### STATED TASK 1
According to the text on Environment Canada's mandate below, under which piece of legislation was Environment Canada established?
### STATED TASK 2
Extend the text on Environment Canada's mandate below, picking up after its final sentence.

### GIVEN TEXT
Start
Environment Canada was established under legislation by the Department of the Environment Act. Under this Act, the powers, duties and functions of the Minister of the Environment extend to and include matters relating to:

  • The preservation and enhancement of the quality of the natural environment (including water, air and soil quality);
  • Renewable resources, including migratory birds and other non-domestic flora and fauna;
  • Water;
  • Meteorology;
  • Enforcement of any rules or regulations made by the International Joint Commission relating to boundary waters; and
  • Coordination of the policies and programs of the Government of Canada respecting the preservation and enhancement of the quality of the natural environment.

Environment Canada delivers its mandate through the following programs:

  • Weather and Environmental Services for Canadians
  • Biodiversity -- Wildlife and Habitat
  • Compliance Promotion and Enforcement – Wildlife
  • Substances and Waste Management
  • Climate Change and Clean Air
  • Water Resources
  • Compliance Promotion and Enforcement – Pollution
  • Sustainable Ecosystems
  • Mackenzie Gas Project*
  • Weather and Environmental Services for Targeted Users
  • Internal Services

*The Mackenzie Gas Project (MGP) ended December 31, 2010.
End
### DATASET
Start
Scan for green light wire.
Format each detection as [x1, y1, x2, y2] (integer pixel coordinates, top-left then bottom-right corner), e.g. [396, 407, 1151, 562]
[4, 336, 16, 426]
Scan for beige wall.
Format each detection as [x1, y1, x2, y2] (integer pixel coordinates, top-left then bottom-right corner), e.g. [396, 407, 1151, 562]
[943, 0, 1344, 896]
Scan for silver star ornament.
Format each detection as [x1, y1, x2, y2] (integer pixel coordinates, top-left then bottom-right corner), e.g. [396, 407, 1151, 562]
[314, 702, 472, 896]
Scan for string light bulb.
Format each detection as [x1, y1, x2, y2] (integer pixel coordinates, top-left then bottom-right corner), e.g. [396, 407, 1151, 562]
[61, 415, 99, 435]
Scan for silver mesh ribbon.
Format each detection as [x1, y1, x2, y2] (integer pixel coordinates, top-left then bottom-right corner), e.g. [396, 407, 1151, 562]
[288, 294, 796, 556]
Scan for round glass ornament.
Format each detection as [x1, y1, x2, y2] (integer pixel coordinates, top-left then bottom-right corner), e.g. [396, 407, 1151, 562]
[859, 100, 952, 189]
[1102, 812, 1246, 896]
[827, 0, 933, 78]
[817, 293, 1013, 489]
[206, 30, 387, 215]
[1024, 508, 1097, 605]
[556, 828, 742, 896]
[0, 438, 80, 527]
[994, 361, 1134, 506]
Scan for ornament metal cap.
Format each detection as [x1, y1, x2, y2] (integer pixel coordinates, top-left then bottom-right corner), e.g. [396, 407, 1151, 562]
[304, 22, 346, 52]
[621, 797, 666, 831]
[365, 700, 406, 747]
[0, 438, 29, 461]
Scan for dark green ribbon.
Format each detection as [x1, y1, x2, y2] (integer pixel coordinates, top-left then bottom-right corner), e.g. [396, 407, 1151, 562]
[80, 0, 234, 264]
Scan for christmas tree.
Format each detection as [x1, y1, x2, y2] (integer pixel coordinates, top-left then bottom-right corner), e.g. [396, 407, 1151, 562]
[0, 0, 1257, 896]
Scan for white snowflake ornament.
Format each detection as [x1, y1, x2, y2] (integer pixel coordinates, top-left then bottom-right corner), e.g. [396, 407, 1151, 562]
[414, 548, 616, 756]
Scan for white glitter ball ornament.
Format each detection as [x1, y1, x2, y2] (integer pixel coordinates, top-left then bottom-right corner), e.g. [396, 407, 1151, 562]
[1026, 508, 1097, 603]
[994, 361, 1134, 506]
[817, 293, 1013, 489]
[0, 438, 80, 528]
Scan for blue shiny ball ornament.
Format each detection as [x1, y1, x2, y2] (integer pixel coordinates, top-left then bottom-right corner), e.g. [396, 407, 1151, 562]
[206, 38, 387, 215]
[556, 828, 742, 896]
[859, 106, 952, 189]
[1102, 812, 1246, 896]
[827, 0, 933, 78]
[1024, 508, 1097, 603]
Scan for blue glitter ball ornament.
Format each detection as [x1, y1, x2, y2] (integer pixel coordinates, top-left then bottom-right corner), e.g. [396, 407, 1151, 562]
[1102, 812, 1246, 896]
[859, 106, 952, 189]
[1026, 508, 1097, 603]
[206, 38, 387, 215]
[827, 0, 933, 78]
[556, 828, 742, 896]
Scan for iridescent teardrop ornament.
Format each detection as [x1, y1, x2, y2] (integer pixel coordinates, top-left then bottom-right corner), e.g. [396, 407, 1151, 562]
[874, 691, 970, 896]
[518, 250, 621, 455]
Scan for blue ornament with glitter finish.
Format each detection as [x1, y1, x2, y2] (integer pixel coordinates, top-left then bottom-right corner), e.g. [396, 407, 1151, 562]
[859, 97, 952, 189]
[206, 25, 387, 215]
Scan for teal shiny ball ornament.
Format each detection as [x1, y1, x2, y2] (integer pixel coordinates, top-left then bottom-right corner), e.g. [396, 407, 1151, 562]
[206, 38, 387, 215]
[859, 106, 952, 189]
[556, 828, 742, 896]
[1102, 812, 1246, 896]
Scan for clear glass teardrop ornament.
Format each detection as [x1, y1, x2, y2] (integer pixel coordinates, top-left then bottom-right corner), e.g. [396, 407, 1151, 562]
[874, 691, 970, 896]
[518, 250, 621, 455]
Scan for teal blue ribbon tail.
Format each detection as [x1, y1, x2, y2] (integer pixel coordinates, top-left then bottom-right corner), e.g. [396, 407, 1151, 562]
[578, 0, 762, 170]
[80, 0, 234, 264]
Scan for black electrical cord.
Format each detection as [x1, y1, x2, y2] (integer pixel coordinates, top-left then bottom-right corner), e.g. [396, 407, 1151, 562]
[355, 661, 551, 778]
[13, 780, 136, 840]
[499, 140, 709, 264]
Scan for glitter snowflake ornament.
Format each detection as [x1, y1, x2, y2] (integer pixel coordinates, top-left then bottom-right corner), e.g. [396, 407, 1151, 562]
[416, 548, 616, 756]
End
### TASK OUTPUT 1
The Department of the Environment Act.

### TASK OUTPUT 2
In addition, Environment Canada has authority under numerous pieces of legislation which affect how the department operates. The most significant Acts are as follows:

  • Antarctic Environmental Protection Act
  • Canada Water Act
  • Canada Wildlife Act
  • Canadian Environmental Assessment Act
  • Canadian Environmental Protection Act, 1999
  • Department of the Environment Act
  • Fisheries Act (Sections 36-42)
  • International River Improvements Act
  • Migratory Birds Convention Act, 1994
  • Species at Risk Act
  • Weather Modification Information Act
  • Kyoto Protocol Implementation Act (2007, c. 30)
  • Federal Sustainable Development Act (2008, c. 33)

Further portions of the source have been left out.